Zadania:
A – Przepisz dosłownie fragment tekstu o odcinku „Subversion”, który zaczyna się od słów zawierających „3. 8 (15 głosów” i kończy na „[1.94%] - Zobacz)”.
B – Odpowiedz na podstawie tekstu o odcinku „Subversion”:
(i) Ilu użytkowników oddało głos w ankiecie?
(ii) Ile głosów otrzymała ocena 9?
(iii) Po co według słów Rusha Galarety gonią Destiny?
C – Dopisz dalszy ciąg tekstu o odcinku „Subversion”, zaczynając zaraz po jego ostatnim zdaniu.

Podany tekst:
——

Skocz do zawartości

Zdjęcie

Odcinek 018 - S01E18 - Subversion


  • Zaloguj się, aby dodać odpowiedź
96 odpowiedzi w tym temacie

Ankieta: Ocena odcinka (107 użytkowników oddało głos)

Ocena odcinka

  1. 10 (35 głosów [33.98%] - Zobacz)

    Procent z głosów: 33.98%

  2. 9 (40 głosów [38.83%] - Zobacz)

    Procent z głosów: 38.83%

  3. 8 (15 głosów [14.56%] - Zobacz)

    Procent z głosów: 14.56%

  4. 7 (4 głosów [3.88%] - Zobacz)

    Procent z głosów: 3.88%

  5. 6 (4 głosów [3.88%] - Zobacz)

    Procent z głosów: 3.88%

  6. 5 (2 głosów [1.94%] - Zobacz)

    Procent z głosów: 1.94%

  7. 4 (1 głosów [0.97%] - Zobacz)

    Procent z głosów: 0.97%

  8. 3 (1 głosów [0.97%] - Zobacz)

    Procent z głosów: 0.97%

  9. 2 (1 głosów [0.97%] - Zobacz)

    Procent z głosów: 0.97%

  10. 1 (0 głosów [0.00%])

    Procent z głosów: 0.00%

Głosuj Goście nie mogą oddawać głosów

#61 wujek_szatan

wujek_szatan

    Starszy plutonowy

  • Użytkownik
  • 630 postów
  • MiastoWarszawa

Napisano 23.05.2010 - |23:32|

Galarety mogły gonić za Destiny, bo wnerwiało ich, że coś przelatuje po ich terytorium bez żadnej próby kontaktu, tylko grając im na nosie.

Z tego co mówił Rush po sondowaniu umysłu, Galarety gonią Destiny, żeby dobrać się do bazy danych statku. To mogą być dla nich ciekawe informacje, bo przecież ten statek zbierał informacje odnośnie planet w wielu galaktykach. A tego typu dane zawsze są przydatne. Poza tym, Galarety na pewno widzą w Destiny szansę w udoskonaleniu swojej technologii.

Podobnie może być z Lucjanami. Być może chcą zagarnąć wiedzę Pradawnych, żeby wykorzystać ją przeciw swoim wrogom. To, że znają listę pasażerów Destiny nie oznacza przecież, że wiedzą jak zbudowany jest np. napęd.

——

Wpisy pobrane ze zbioru:
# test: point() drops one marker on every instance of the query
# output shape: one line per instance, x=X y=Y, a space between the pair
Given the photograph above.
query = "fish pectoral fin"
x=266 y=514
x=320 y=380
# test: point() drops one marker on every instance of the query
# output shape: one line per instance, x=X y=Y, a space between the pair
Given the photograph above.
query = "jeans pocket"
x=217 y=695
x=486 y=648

——

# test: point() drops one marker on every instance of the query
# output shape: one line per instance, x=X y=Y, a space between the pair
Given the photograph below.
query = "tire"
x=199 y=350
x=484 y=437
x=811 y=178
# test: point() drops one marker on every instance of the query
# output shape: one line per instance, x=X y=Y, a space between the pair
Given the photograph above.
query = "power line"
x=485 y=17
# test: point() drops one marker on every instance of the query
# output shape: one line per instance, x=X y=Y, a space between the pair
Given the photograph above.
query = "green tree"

——

Odpowiedzi:
A –
3. 8 (15 głosów [14.56%] - Zobacz)

    Procent z głosów: 14.56%

  4. 7 (4 głosów [3.88%] - Zobacz)

    Procent z głosów: 3.88%

  5. 6 (4 głosów [3.88%] - Zobacz)

    Procent z głosów: 3.88%

  6. 5 (2 głosów [1.94%] - Zobacz)

B –
(i) 107 użytkowników.
(ii) 40 głosów.
(iii) Żeby dobrać się do bazy danych statku.

C –
Krótko mówiąc - próbuje nam się dać do wierzenia, że grupa prostych bandziorów jest w stanie intelektualnie dorównać (albo nawet przewyższyć, patrząc na błyskawiczny rozwój) supermegapowerultraherosów z Ziemii

Nie jestem do końca przekonany, że Lucki aż tak szybko się rozwijają. Oni po prostu zwiększają swoją siłę militarną. Po pokonaniu Goa'uldów zostały setki, czy nawet tysiące bezpańskich ha'taków. Przejęli je więc ludzie i zaczęli się organizować. W SG-1 widzieliśmy, że Lucków tworzyła dość duża grupa lokalnych rzezimieszków. Zaczęli łączyć siły i przez to rosnąć w potęgę.
Nikt nie próbuje przecież pokazać, że Lucjanie mają mega rozwiniętą naukę i sztab jajogłowych ludzi. Przeciwnie, widzimy gościa, który od kilku miesięcy próbował odpalić 9 szewron i mu się to nie udało, a wszystkie zabawki z jakich korzystają to pozostałość po wężykach.
  • 0

#62 Sakramentos

Sakramentos

    Chorąży sztabowy

  • VIP
  • 1 821 postów

Napisano 23.05.2010 - |23:43|

Blasi, twoje komentarze nadal są niekonstruktywne. Wzywam cie do napisania czegoś konkretnego, nie zaś rzucaniem hasłami-wytrychami, które bez podparcia są po prostu puste. Niczemu nie służą. Tak wiemy, że nie podoba ci się serial, ale bez wysiłku z twojej strony by nam to wytłumaczyć nie możesz spodziewać się innej reakcji niż otrzymanie oznaki trolla miesiąca. Podam ci przykład:

1. Chciałbym by używano Wrót, by pełniły istotniejszą funkcję w serialu:
a )zauważ, że nie możesz napisać, że funkcji nie pełnią, bo to bzdura. Odcinek "Time" czy "Lost" polegały tylko na hecy z Wrotami.
b ) Same Wrota są tylko mechanizmem pozwalającym na transport bohaterów w nowe miejsce. Nie są zaczynem akcji, tym jest Destiny i jeog podróż. Tak samo w ST Voyager takim wehikułem fabuł był sam statek i był przez to cały czas używany. Nie mógłbyś twierdzić, że tak nie jest, bo jego użycie jest wbudowane w konstrukcję fabularną. Twierdząc coś przeciwnego po prostu się z miejsca dyskredytujesz.
c) możesz wysunąć zarzut, że Wrót jest za mało lub że są niewłaściwie wykorzystywane.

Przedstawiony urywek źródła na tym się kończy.